— RECORDS FOR THIS EXERCISE —

┄┄┄┄┄┄┄┄┄┄┄┄┄┄┄┄┄┄┄┄

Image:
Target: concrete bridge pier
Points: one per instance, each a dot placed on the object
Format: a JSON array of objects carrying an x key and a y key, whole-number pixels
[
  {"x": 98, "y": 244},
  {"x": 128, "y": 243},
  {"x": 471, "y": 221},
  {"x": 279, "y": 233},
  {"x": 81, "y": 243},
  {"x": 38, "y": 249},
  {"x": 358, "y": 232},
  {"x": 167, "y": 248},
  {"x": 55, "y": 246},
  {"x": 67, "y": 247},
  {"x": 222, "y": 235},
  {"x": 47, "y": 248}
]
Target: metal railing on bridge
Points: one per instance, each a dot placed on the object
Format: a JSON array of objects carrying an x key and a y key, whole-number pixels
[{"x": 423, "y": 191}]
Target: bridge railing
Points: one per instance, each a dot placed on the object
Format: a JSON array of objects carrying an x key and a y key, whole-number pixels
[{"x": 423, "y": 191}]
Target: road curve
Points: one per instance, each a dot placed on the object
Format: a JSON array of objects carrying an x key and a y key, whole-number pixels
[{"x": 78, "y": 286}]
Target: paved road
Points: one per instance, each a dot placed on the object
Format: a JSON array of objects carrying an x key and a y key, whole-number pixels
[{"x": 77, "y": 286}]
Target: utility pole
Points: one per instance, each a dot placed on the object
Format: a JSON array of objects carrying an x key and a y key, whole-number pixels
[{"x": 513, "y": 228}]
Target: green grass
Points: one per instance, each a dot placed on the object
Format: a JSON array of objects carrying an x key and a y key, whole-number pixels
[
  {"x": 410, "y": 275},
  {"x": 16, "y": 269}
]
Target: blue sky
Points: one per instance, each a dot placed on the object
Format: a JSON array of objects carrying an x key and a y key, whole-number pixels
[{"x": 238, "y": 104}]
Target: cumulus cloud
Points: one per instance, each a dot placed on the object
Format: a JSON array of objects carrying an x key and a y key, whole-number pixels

┄┄┄┄┄┄┄┄┄┄┄┄┄┄┄┄┄┄┄┄

— EXERCISE BRIEF —
Above are some records. Print them all exactly.

— TASK OUTPUT —
Image:
Target: concrete bridge pier
Points: one per instance, each a dot placed on the object
Format: a JSON array of objects carrying an x key and a y key, whole-number pixels
[
  {"x": 98, "y": 244},
  {"x": 128, "y": 243},
  {"x": 471, "y": 221},
  {"x": 279, "y": 233},
  {"x": 81, "y": 243},
  {"x": 38, "y": 249},
  {"x": 358, "y": 232},
  {"x": 167, "y": 248},
  {"x": 55, "y": 246},
  {"x": 67, "y": 247},
  {"x": 222, "y": 235},
  {"x": 47, "y": 248}
]
Target: metal railing on bridge
Points: one per instance, each a dot placed on the object
Format: a JSON array of objects carrying an x key and a y key, whole-number pixels
[{"x": 423, "y": 191}]
Target: bridge railing
Points: one per instance, each a dot placed on the object
Format: a JSON array of objects carrying an x key and a y key, whole-number pixels
[{"x": 423, "y": 191}]
Target: road curve
Points: one per instance, each a dot placed on the object
Format: a JSON array of objects carrying an x key and a y key, whole-number pixels
[{"x": 78, "y": 286}]
Target: paved road
Points: one per instance, each a dot placed on the object
Format: a JSON array of objects carrying an x key and a y key, whole-number pixels
[{"x": 77, "y": 286}]
Target: utility pole
Points: one per instance, each a dot placed on the object
Format: a JSON array of objects carrying an x key and a y key, whole-number pixels
[{"x": 513, "y": 228}]
Target: green grass
Points: one per instance, each a dot placed on the object
Format: a JSON array of objects carrying an x key and a y key, whole-number pixels
[
  {"x": 410, "y": 275},
  {"x": 16, "y": 269}
]
Target: blue sky
Points: one per instance, each a dot placed on the object
Format: a JSON array of objects carrying an x key and a y key, whole-number pixels
[{"x": 238, "y": 104}]
Target: cumulus cloud
Points: one per instance, each a dot placed on the object
Format: a JSON array of objects carrying an x key and a y key, whole-number pixels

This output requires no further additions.